(Referring expression pointing data)

****

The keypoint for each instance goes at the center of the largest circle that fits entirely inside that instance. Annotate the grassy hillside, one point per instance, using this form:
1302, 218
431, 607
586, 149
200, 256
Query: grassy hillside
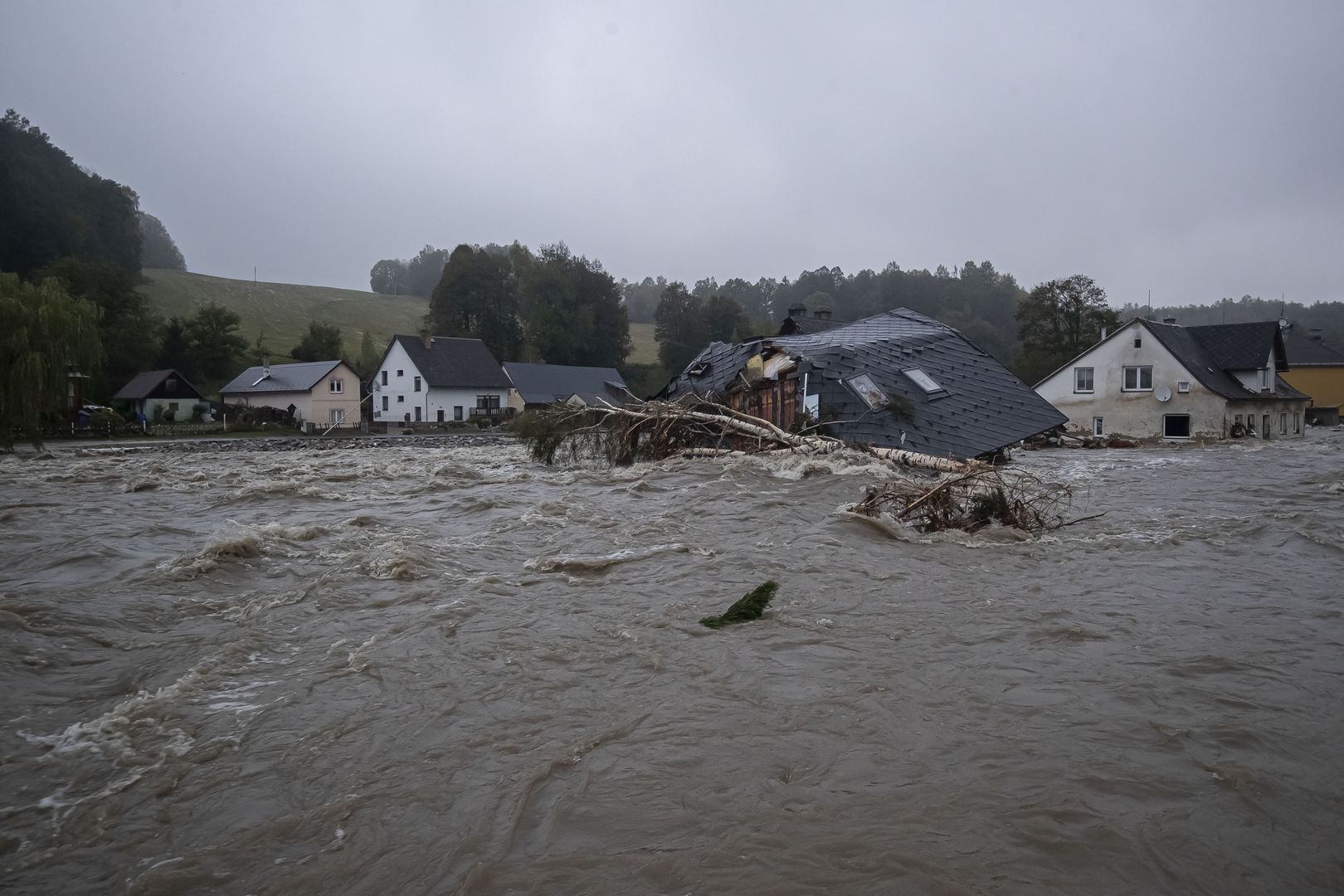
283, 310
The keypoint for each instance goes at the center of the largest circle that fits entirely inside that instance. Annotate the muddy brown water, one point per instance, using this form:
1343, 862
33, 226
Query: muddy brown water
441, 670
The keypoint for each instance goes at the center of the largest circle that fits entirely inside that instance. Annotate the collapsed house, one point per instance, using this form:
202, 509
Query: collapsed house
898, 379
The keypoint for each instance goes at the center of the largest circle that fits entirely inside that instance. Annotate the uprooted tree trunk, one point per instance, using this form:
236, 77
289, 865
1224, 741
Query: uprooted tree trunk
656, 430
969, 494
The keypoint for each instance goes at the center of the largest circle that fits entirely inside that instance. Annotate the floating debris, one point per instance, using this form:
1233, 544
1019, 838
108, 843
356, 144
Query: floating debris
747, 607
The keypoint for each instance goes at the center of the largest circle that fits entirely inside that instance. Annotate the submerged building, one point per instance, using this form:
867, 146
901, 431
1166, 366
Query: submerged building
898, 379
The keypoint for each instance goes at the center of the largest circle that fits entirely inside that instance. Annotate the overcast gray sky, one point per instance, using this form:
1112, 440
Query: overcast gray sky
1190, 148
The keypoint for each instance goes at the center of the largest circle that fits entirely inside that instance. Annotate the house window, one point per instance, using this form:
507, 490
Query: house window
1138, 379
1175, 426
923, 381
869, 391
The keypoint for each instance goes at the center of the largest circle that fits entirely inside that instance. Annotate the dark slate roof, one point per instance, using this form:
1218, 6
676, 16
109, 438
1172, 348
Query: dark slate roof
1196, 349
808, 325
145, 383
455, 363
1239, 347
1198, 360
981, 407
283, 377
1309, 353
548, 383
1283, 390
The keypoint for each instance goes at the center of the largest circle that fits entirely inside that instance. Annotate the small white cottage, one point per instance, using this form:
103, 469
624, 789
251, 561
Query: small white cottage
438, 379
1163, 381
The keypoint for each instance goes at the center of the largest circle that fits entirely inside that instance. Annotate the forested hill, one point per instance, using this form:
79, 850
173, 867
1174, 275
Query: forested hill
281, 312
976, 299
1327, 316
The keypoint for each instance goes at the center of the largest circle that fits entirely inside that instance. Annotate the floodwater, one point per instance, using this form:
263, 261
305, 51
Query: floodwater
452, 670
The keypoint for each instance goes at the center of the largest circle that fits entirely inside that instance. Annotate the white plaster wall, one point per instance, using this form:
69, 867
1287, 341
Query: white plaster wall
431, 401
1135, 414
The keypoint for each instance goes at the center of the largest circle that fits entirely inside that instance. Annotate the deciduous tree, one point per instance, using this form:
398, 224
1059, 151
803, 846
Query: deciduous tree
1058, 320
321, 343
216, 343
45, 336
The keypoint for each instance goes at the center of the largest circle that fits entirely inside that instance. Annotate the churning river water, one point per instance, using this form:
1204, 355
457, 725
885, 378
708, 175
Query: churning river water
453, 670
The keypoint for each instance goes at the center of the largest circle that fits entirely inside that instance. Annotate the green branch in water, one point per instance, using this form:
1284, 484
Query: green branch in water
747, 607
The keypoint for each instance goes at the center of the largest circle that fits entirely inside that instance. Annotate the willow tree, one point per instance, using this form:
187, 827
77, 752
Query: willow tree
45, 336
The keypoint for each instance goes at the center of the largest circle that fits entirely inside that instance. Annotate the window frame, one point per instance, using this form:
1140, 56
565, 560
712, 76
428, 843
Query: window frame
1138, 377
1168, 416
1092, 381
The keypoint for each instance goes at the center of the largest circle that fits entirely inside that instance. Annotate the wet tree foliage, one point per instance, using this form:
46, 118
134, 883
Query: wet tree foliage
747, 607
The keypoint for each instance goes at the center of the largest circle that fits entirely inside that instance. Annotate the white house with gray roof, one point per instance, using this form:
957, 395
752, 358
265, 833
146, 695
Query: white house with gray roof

****

▶ _PROMPT_
No pictures belong in the copy; output every record exactly.

▶ _SOLUTION_
The keypoint for each instance goes at the center of the largest circle that fits entirely inside that instance. Annotate the grassy hillside, one point per instance, using this form:
1302, 218
431, 607
586, 149
200, 256
Query: grassy hillside
283, 310
The keypoint for each instance goes at the center of the largest circle that fits entirely inside that instance. Annotate the muddy brown water, one point per instance, using this form:
1343, 862
33, 226
Query: muddy brown water
441, 670
The keypoint for each instance goes at the center of the largest circle that fits entirely inside that instance. Annotate the collapsed house, one point per instance, using this form:
202, 509
Query: collapsed house
898, 379
The keypoint for each instance goes at the center of the largest circle that fits entirely inside that instance. Annotate the uprooted tree trunk, one point per instance, using this form:
236, 77
289, 865
1224, 741
Query: uprooted tree trunk
656, 430
969, 494
The keypoint for each instance goes at the center of the largest circle that fits entirely inside that instance. Annotate the floating debris, one point per instance, using this form:
1233, 544
1019, 838
108, 843
356, 144
Query: floating debris
747, 607
The keypoint for each instance goes at the center of the largest circle that fits entirely inside that instance. Annotate the submerged building, one point per instance, using this form:
867, 146
901, 431
1166, 366
Query: submerged building
898, 379
The keypoint for each instance goes at the center of the largest circle that fits entirely inside that instance. Annotate the overcast gray sky, one point per instance, using this form:
1112, 440
Query: overcast gray sky
1190, 148
The keypoint for each instance goes at the center of the largest circle that fits entirely inside that instance. Annotate the house window, one point per instance, using this form:
507, 490
Query: house window
1138, 379
1175, 426
923, 381
869, 391
The keypoint for each instance goes at the center of the largest circle that fits entirely inside that instance. Annotate the dark slate roof, one point per instance, using this form:
1218, 6
676, 16
109, 438
1172, 348
Query: dark slate roof
1196, 349
808, 325
145, 383
455, 363
1239, 347
1198, 360
981, 407
283, 377
1309, 353
548, 383
1283, 390
The keypoint for each instance goes at the center of the largest circle that fits entirely inside that instance. Annotate the small white cottage, one point per instance, using this form:
103, 469
624, 789
251, 561
Query: small white cottage
438, 379
1163, 381
The keypoint for each instance goes at the center of the largest circle that fits entirely inside that instance. Annotate the forested hill, one point per instance, using this form:
79, 850
173, 867
1174, 275
Query: forested hill
281, 312
976, 299
1327, 316
The keypoint for each instance goes at the center of the largest circle that fits entirely inside that instance. Annotate the floodwater, one point per instance, using this form:
263, 261
305, 51
Query: floodwater
452, 670
The keypoint for each instance goes at the center of the largest circle that fits entirely inside that instance. Annotate the white plaster wall, one point per instance, using this form:
69, 867
1287, 341
Query: white plaster wall
431, 401
1135, 414
The keypoint for each instance goes at the center of the largest circle that fits entirely inside that instance. Annotate the deciduous tree, one point per instance, using this form:
398, 224
1059, 151
803, 846
Query: deciduous tree
1058, 320
321, 343
216, 343
45, 336
The keypoint for each instance goes at the center of the largest circle that fits entirely inside that instance. Annotate the churning river water, one point per instance, using this form:
1204, 355
457, 725
885, 378
708, 175
Query: churning river water
453, 670
The keypoint for each instance goes at the center of the largest circle that fits entirely inside that instance. Annotate the green branch in water, one point per instance, using this form:
1284, 484
Query: green branch in water
747, 607
The keypoint for each instance goes at the center of the largest circle that fits entirely inside that instance. Annotate the willow tree, one point per instance, using this form:
187, 827
77, 752
Query: willow tree
45, 336
The keypoint for each instance goes at the center of the largest circle that fits entirely inside that instance. Annotate the window frame, one point per instance, using this form:
1140, 56
565, 560
712, 76
428, 843
Query: window frame
1138, 377
1168, 416
1092, 381
The keypoint for each instance goes at the center of the largest circle that fits entirely inside that instance. Annotate the wet tree foliage, one point per instance, using this form:
46, 118
134, 883
Query: wet tree foliage
747, 607
The keypoint for each instance goes at the center of the largest circle that fits entirely inside that instance. Annotate the white house with gray roof, one point per instance, using this form:
957, 395
752, 358
265, 833
146, 695
Query: white house with gray roof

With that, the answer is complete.